▶ Exercise description
Rewrite all of the data below as a numbered list, skipping any blank lines. Leave the pictures out of your list.
====== Records for processing
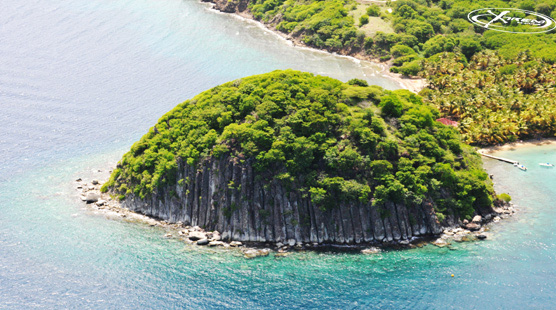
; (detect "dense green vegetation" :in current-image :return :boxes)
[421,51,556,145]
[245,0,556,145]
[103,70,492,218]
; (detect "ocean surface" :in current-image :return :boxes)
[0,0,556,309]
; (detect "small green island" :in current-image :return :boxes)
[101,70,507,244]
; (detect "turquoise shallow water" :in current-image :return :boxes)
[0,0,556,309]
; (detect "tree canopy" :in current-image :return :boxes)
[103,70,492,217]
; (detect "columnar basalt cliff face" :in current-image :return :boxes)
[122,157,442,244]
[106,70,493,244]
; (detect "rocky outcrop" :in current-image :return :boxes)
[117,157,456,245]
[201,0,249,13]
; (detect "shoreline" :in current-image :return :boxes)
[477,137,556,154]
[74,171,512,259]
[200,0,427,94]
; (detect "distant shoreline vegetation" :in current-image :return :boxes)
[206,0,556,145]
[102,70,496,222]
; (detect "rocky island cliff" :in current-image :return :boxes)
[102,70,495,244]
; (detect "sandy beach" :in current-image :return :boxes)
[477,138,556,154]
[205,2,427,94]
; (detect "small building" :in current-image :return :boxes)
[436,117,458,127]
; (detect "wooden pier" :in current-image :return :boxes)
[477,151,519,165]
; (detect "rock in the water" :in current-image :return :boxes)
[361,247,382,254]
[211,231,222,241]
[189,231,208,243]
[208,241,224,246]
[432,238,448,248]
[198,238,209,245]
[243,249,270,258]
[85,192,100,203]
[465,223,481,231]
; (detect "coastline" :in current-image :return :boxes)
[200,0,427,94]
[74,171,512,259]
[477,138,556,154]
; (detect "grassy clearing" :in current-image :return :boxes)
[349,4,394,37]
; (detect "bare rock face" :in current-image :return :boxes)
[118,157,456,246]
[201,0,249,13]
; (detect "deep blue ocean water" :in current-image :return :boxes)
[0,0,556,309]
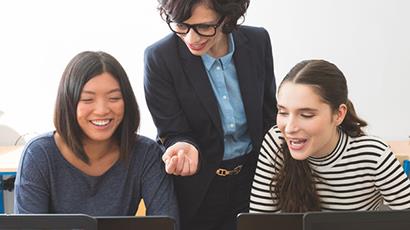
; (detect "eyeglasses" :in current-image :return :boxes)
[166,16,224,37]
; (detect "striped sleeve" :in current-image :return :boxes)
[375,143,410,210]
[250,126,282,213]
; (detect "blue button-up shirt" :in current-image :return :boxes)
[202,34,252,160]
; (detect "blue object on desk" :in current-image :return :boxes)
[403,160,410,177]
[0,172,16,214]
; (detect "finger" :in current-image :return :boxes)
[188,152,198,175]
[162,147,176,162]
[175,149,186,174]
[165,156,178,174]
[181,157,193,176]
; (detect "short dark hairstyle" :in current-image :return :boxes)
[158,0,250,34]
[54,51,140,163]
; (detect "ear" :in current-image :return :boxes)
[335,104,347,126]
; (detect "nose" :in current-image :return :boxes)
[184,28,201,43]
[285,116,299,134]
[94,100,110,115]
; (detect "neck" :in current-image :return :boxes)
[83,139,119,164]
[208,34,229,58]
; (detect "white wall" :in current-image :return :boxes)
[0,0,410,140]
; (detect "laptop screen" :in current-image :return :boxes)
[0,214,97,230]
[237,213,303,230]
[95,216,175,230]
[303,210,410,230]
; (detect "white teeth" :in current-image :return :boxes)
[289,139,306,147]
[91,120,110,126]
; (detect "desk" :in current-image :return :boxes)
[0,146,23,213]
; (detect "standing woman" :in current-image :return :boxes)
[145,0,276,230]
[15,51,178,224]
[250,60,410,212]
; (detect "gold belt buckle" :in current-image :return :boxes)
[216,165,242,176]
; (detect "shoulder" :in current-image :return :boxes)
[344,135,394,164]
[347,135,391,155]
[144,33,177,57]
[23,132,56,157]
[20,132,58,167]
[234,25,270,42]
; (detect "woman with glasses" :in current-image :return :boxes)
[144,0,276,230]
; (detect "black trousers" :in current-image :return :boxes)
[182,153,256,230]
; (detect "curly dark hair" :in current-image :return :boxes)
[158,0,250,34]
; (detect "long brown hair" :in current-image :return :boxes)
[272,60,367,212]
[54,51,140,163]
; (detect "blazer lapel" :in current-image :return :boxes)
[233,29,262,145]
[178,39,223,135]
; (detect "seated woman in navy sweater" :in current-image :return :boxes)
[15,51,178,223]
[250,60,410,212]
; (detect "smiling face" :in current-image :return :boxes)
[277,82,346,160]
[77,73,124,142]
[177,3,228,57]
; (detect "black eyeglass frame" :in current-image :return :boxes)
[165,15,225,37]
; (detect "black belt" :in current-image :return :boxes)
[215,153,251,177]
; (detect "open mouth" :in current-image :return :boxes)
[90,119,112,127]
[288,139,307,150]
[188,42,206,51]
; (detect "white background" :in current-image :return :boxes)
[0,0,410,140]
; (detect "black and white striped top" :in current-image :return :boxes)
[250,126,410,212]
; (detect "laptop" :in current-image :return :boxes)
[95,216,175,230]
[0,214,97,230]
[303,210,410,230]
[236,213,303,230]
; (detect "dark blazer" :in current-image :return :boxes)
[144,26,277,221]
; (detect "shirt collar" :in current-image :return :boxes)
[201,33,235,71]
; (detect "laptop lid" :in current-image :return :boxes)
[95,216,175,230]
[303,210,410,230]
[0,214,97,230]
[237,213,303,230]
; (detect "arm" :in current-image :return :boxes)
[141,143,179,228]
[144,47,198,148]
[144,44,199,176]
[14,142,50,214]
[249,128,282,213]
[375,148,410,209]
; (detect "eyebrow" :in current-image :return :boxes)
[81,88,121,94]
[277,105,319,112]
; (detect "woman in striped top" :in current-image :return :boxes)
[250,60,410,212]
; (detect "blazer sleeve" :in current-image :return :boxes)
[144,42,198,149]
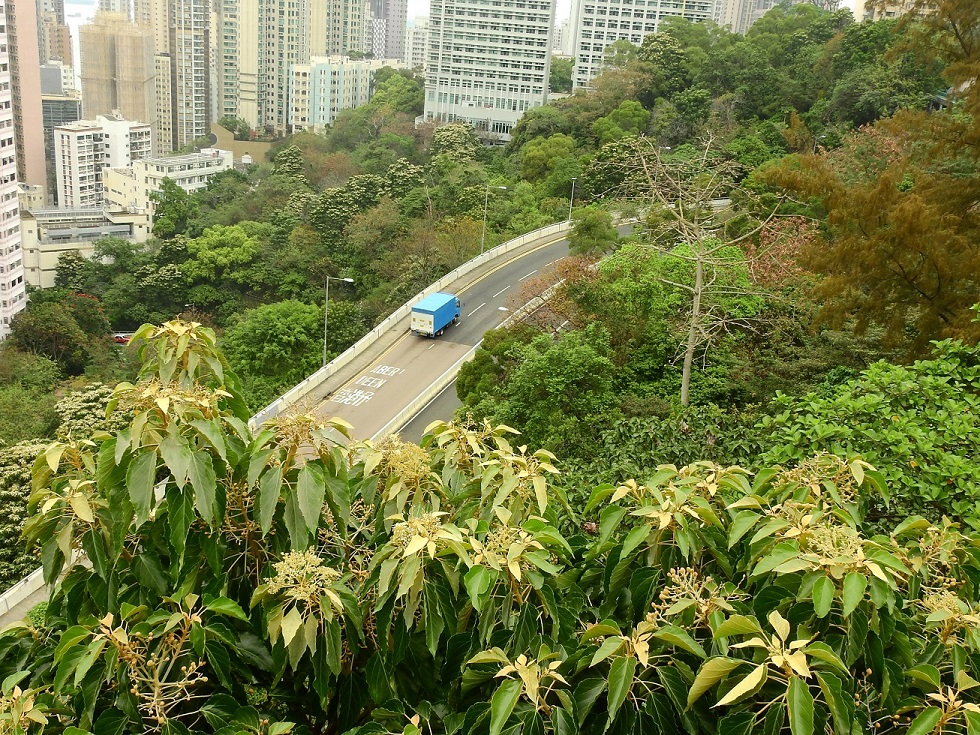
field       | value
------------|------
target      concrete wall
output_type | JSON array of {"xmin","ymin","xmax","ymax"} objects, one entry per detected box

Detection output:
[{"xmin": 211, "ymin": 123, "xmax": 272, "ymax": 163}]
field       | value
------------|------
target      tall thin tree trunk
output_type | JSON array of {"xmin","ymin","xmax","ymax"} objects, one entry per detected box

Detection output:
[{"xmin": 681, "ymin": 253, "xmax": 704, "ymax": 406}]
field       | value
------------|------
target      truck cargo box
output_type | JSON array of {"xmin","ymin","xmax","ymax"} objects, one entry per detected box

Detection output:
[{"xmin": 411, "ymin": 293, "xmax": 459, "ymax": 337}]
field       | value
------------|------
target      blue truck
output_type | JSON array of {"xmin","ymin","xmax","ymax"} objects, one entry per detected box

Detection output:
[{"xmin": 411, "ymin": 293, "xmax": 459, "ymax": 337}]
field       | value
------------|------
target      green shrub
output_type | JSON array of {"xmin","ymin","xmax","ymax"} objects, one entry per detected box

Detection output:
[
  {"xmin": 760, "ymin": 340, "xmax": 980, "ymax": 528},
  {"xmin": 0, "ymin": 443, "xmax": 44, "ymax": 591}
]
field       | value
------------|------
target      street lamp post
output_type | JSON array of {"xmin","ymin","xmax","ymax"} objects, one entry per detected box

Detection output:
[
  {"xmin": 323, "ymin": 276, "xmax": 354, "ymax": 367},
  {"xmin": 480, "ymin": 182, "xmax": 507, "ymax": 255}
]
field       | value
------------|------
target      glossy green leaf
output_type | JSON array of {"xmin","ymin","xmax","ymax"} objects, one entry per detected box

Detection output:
============
▶ Written response
1. ; (detect "dense green vegetation" :in current-image :return :boxes)
2. [421,51,556,145]
3. [245,0,556,145]
4. [103,70,492,218]
5. ; (detect "ocean surface" :in current-image :return :boxes)
6. [0,0,556,309]
7. ; (detect "small green island" :in current-image :return :boxes)
8. [101,70,507,244]
9. ; (detect "turquoise shallow water" :in current-image :return :boxes)
10. [0,0,556,309]
11. ; (detect "tree canopy" :in current-image :return :boxes)
12. [103,70,492,217]
13. ; (detect "columnar basalt cliff face" :in current-image :return :boxes)
14. [122,157,442,244]
15. [106,70,493,244]
16. ; (detect "rocky outcrop" :in current-image :return :boxes)
17. [117,157,456,245]
18. [201,0,249,13]
19. ; (detect "shoreline" :in current-image :return :boxes)
20. [477,137,556,154]
21. [74,171,512,259]
22. [200,0,427,94]
23. ; (detect "distant shoreline vegetation" :in current-image :return :boxes)
24. [206,0,556,145]
25. [102,70,496,222]
26. ; (detect "rocky island cliff" :in current-image :return :boxes)
27. [102,70,495,244]
28. ; (detect "sandy beach" :in current-image :return :boxes)
29. [477,138,556,154]
30. [205,2,427,94]
31. ; (detect "small building" :in current-image :return :boxes)
32. [436,117,458,127]
33. ; (detect "wooden pier" :in current-image :return :boxes)
34. [477,151,519,165]
35. ; (detect "rock in the water" :in current-image :return :boxes)
36. [361,247,382,254]
37. [211,231,222,241]
38. [189,231,208,243]
39. [208,241,224,246]
40. [432,238,448,248]
41. [198,238,209,245]
42. [243,249,270,258]
43. [85,192,100,203]
44. [465,223,481,231]
45. ; (detect "coastline" :in current-image :return :boxes)
46. [200,0,427,94]
47. [74,171,512,259]
48. [477,138,556,154]
49. ; (detect "grassy clearing" :in current-image :return :boxes)
50. [349,4,394,37]
51. ; (detect "bare rock face" :in current-image :return :boxes)
52. [118,157,456,246]
53. [201,0,249,13]
54. ; (detect "deep blue ocean water" :in current-image :return :boxes)
55. [0,0,556,309]
56. ; (detect "eyeglasses" :in current-image :return :boxes)
57. [166,16,224,37]
58. ; (detect "striped sleeve" :in current-image :return :boxes)
59. [375,143,410,210]
60. [250,126,282,213]
61. ; (detect "blue button-up shirt" :in current-image :return :boxes)
62. [202,34,252,160]
63. ; (detect "blue object on desk" :in current-image :return :boxes)
64. [403,160,410,177]
65. [0,172,16,214]
66. ; (detect "finger" :in current-image :return :boxes)
67. [188,152,198,175]
68. [162,147,176,162]
69. [175,149,186,174]
70. [165,156,178,174]
71. [181,157,193,176]
72. ; (detect "short dark hairstyle" :in current-image :return :boxes)
73. [158,0,250,34]
74. [54,51,140,163]
75. ; (detect "ear" :in current-image :return :boxes)
76. [335,104,347,126]
77. ; (detect "nose" :in current-image :return :boxes)
78. [184,28,201,43]
79. [285,116,299,134]
80. [94,100,110,115]
81. ; (detect "neck" :in current-image :return :boxes)
82. [83,139,119,164]
83. [208,34,229,58]
84. ; (detect "white wall" :in current-image :return :boxes)
85. [0,0,410,140]
86. ; (detect "laptop screen" :in current-image :return :boxes)
87. [0,214,97,230]
88. [237,213,303,230]
89. [95,216,175,230]
90. [303,210,410,230]
91. ; (detect "white teeth" :in current-image :return :boxes)
92. [289,139,306,147]
93. [91,120,110,126]
94. ; (detect "desk" :in current-image :return :boxes)
95. [0,146,23,213]
96. ; (detect "standing woman" :in current-image :return :boxes)
97. [145,0,276,230]
98. [15,51,178,224]
99. [250,60,410,212]
100. ; (detect "gold belt buckle" :in current-image :return :boxes)
101. [216,165,242,176]
102. ; (detect "shoulder" :in current-image :return :boxes)
103. [344,135,394,164]
104. [347,135,391,155]
105. [144,33,177,57]
106. [23,132,56,157]
107. [20,132,58,167]
108. [234,25,270,42]
109. ; (detect "woman with glasses" :in current-image :return :boxes)
110. [144,0,276,230]
111. ; (detect "black trousers" :in current-image :return :boxes)
112. [182,153,256,230]
113. ; (detect "curly dark hair" :in current-image :return :boxes)
114. [158,0,250,34]
115. ; (detect "long brown hair" :in current-image :return :boxes)
116. [272,60,367,212]
117. [54,51,140,163]
118. ; (detect "blazer lapel" :in current-image :return :boxes)
119. [233,29,262,145]
120. [178,39,223,135]
121. ; (detect "seated woman in navy sweater" :in current-image :return :boxes)
122. [15,51,178,223]
123. [250,60,410,212]
124. ; (detect "smiling face" :in current-image :return :boxes)
125. [277,82,346,160]
126. [77,73,124,142]
127. [177,3,228,57]
128. ; (detect "black eyeglass frame" :in current-image :return :boxes)
129. [165,15,225,37]
130. ; (detect "black belt" :in current-image :return :boxes)
131. [215,153,251,177]
132. ; (detect "open mouth" :in current-image :return :boxes)
133. [90,119,112,127]
134. [288,139,307,150]
135. [188,42,206,51]
136. ; (detect "white background" :in current-image :return :boxes)
137. [0,0,410,140]
138. ; (detect "black and white striped top" :in current-image :return :boxes)
139. [250,126,410,212]
140. ; (detect "laptop" :in current-image :return :boxes)
141. [95,216,175,230]
142. [0,214,97,230]
143. [303,210,410,230]
144. [236,213,303,230]
145. ; (detect "dark blazer" :in current-image :return :boxes)
146. [144,26,277,221]
147. ; (detect "shirt collar" :in current-image :return :boxes)
148. [201,33,235,71]
149. ; (detect "laptop lid" :in current-image :return :boxes)
150. [95,216,175,230]
151. [303,210,410,230]
152. [0,214,97,230]
153. [237,213,303,230]
154. ; (detect "arm" :in current-image :return :boxes)
155. [141,143,179,228]
156. [144,47,198,148]
157. [144,44,199,176]
158. [14,142,50,214]
159. [249,128,282,213]
160. [375,148,410,209]
161. ; (detect "eyebrow" :in current-image :return :boxes)
162. [81,88,121,94]
163. [277,105,319,112]
164. ; (detect "woman in striped top" :in current-image :return :boxes)
165. [250,60,410,212]
166. ; (detect "blazer sleeve" :in current-image :return :boxes)
167. [144,42,198,149]
168. field       | value
169. ------------|------
170. target      concrete wall
171. output_type | JSON array of {"xmin","ymin","xmax","ymax"} objects, one entry per detected box
172. Detection output:
173. [{"xmin": 211, "ymin": 123, "xmax": 272, "ymax": 163}]
174. field       | value
175. ------------|------
176. target      tall thin tree trunk
177. output_type | JSON array of {"xmin","ymin","xmax","ymax"} objects, one entry per detected box
178. Detection output:
179. [{"xmin": 681, "ymin": 253, "xmax": 704, "ymax": 406}]
180. field       | value
181. ------------|------
182. target      truck cargo box
183. output_type | JSON array of {"xmin","ymin","xmax","ymax"} objects, one entry per detected box
184. Detection output:
185. [{"xmin": 411, "ymin": 293, "xmax": 459, "ymax": 337}]
186. field       | value
187. ------------|------
188. target      blue truck
189. output_type | JSON array of {"xmin","ymin","xmax","ymax"} objects, one entry per detected box
190. Detection output:
191. [{"xmin": 411, "ymin": 293, "xmax": 459, "ymax": 337}]
192. field       | value
193. ------------|------
194. target      green shrub
195. output_type | JSON array of {"xmin","ymin","xmax","ymax"} objects, one entry per detected box
196. Detection output:
197. [
198.   {"xmin": 760, "ymin": 340, "xmax": 980, "ymax": 528},
199.   {"xmin": 0, "ymin": 443, "xmax": 44, "ymax": 591}
200. ]
201. field       | value
202. ------------|------
203. target      street lamp post
204. output_type | JSON array of {"xmin","ymin","xmax","ymax"} objects, one entry per detected box
205. Detection output:
206. [
207.   {"xmin": 323, "ymin": 276, "xmax": 354, "ymax": 367},
208.   {"xmin": 480, "ymin": 182, "xmax": 507, "ymax": 255}
209. ]
210. field       | value
211. ------------|------
212. target      glossy green leaf
213. output_type | JSON array of {"xmin","ymin","xmax","ymax"} objects, one entry per detected box
214. Detection output:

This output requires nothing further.